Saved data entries
━━━

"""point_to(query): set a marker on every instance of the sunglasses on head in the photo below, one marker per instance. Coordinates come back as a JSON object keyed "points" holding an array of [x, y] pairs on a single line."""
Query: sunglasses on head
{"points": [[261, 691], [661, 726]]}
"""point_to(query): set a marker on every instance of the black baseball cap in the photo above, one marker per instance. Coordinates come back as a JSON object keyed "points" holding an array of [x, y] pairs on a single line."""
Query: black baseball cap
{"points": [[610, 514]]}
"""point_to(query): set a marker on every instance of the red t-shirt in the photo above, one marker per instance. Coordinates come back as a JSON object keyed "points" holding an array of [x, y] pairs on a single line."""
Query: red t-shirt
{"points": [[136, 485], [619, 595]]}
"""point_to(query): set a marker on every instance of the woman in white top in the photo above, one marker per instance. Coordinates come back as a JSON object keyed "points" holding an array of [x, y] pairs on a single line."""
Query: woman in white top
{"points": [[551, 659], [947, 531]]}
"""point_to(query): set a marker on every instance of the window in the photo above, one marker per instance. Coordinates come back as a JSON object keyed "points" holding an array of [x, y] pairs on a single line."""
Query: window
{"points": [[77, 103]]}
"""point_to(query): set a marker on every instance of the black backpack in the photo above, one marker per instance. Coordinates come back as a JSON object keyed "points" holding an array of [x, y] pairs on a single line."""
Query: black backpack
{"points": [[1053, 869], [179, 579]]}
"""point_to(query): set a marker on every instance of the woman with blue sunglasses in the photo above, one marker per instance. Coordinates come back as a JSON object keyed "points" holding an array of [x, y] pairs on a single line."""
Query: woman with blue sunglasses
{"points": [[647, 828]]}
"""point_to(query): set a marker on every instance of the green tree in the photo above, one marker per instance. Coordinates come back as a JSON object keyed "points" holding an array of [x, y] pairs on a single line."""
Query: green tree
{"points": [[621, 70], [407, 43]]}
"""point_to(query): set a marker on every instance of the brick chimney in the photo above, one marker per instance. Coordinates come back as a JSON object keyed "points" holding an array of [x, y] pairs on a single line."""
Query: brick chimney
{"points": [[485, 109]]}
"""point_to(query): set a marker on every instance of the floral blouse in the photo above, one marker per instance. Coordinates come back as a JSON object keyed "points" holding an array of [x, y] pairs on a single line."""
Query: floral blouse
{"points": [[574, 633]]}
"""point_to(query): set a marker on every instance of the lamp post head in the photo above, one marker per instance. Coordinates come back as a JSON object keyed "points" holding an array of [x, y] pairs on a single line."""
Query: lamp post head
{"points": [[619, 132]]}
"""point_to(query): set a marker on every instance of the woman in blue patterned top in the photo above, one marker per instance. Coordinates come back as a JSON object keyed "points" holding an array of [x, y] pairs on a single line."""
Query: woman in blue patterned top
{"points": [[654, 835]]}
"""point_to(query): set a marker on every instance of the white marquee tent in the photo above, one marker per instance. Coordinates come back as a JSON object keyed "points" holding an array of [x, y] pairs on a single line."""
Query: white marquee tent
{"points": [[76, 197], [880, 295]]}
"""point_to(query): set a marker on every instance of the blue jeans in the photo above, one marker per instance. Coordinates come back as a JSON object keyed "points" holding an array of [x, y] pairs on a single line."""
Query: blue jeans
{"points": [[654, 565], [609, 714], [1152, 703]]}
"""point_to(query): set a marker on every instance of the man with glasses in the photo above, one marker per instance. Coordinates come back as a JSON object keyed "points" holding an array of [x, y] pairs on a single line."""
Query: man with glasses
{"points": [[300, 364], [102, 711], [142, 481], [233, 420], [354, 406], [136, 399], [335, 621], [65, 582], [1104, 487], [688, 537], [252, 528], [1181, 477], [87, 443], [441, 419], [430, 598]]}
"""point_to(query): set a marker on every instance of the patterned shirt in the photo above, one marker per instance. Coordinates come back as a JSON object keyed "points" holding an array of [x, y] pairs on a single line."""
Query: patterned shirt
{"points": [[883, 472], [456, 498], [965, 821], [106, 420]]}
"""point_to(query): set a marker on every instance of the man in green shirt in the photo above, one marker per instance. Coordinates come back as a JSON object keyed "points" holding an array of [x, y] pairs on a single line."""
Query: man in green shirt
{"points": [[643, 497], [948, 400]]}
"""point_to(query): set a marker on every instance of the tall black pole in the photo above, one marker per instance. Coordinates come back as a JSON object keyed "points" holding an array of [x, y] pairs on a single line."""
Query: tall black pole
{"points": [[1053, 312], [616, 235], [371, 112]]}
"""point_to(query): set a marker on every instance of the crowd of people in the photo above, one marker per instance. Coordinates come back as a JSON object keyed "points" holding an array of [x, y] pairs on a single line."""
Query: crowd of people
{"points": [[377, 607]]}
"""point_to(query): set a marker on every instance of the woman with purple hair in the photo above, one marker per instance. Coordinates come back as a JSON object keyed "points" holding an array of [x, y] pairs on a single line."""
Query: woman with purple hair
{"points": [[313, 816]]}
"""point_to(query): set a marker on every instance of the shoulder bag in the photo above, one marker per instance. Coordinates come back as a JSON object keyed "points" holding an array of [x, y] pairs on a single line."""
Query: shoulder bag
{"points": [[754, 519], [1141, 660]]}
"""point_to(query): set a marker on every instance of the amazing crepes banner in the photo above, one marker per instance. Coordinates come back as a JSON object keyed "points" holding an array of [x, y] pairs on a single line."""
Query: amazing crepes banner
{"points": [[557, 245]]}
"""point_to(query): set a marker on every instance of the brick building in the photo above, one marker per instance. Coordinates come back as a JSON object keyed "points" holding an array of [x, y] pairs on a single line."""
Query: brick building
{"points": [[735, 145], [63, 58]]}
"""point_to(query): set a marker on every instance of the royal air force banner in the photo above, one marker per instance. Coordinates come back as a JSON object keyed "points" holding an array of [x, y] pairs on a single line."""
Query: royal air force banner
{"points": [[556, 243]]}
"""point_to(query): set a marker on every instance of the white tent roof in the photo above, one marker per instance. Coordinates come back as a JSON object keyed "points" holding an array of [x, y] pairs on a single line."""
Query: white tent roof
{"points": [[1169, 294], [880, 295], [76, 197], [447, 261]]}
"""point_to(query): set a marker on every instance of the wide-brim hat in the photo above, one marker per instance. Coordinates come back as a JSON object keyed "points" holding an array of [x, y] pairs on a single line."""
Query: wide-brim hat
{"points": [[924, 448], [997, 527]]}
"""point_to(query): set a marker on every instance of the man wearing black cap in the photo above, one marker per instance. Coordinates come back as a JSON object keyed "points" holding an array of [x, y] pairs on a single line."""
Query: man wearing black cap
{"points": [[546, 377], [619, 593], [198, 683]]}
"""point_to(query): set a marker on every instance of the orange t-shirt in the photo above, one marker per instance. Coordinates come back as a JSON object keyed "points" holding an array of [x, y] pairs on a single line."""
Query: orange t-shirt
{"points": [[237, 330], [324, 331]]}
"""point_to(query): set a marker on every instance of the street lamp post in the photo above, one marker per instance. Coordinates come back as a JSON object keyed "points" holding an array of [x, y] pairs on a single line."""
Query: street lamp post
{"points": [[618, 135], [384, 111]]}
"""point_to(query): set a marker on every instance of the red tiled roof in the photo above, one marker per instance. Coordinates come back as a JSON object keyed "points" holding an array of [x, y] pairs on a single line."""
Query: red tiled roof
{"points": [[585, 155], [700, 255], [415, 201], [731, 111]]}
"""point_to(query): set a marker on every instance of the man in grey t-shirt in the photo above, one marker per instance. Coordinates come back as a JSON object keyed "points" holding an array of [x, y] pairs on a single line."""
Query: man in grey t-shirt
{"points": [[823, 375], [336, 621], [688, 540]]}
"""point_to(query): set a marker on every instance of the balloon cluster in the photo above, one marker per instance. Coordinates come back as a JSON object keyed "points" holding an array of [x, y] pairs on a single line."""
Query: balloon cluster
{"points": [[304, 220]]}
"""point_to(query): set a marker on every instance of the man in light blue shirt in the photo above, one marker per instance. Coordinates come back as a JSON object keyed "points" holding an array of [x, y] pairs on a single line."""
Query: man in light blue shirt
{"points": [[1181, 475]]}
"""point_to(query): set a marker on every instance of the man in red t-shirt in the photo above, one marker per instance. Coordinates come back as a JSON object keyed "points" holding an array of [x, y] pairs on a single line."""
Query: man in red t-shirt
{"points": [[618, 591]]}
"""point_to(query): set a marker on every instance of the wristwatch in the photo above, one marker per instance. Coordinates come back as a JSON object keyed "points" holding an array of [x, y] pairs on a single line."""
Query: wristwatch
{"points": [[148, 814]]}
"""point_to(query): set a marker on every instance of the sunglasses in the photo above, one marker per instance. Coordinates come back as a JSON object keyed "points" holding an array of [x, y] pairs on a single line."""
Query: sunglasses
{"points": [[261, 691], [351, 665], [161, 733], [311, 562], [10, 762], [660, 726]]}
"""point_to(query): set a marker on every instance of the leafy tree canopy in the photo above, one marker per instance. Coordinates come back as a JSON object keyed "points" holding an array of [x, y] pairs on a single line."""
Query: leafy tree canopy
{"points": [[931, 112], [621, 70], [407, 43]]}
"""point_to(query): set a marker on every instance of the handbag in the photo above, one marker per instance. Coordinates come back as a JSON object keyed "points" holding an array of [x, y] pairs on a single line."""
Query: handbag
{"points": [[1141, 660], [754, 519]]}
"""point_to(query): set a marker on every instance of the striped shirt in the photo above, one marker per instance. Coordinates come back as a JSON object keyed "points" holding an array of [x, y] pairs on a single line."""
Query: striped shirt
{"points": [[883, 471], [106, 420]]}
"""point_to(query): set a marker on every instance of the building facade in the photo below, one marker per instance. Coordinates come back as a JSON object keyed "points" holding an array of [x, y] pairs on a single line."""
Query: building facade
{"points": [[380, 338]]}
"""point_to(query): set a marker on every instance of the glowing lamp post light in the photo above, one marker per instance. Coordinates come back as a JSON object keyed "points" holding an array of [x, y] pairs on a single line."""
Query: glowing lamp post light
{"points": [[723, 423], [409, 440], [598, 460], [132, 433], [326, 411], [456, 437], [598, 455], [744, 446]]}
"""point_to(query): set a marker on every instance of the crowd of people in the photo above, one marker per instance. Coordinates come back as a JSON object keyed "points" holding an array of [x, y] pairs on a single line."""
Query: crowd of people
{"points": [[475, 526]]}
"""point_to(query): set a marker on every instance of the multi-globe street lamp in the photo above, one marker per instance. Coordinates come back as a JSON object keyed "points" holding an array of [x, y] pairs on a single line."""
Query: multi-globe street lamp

━━━

TASK PROMPT
What needs duplicating is the run of lines from the one containing "of the glowing" through the last line of the entries above, exact and complete.

SOLUTION TO THIS PROBLEM
"""point_to(query): set a marker on every instance of the glowing lamp post light in the photo above, one marker per instance. Coordinates come back as a JSON object keyed "points" holding an array of [x, y] pairs on a single line."""
Query: glowing lamp post light
{"points": [[723, 423], [409, 440], [598, 460], [132, 433], [326, 411], [456, 437], [598, 455], [744, 446]]}
"""point_to(query): set a marker on every instance of the crowd of people in the photo above, one marker per instance. Coordinates come back as a JSON object keyed "points" holding an array of [x, y] pairs on a single line."""
Query: crowd of people
{"points": [[475, 526]]}
"""point_to(query): set a marker on every instance of the multi-globe street lamp in the photo above, one marker per instance. Coordinates come back as a JSON object keyed "points" holding an array of [x, y] pairs on a single line."""
Query: multi-globe street lamp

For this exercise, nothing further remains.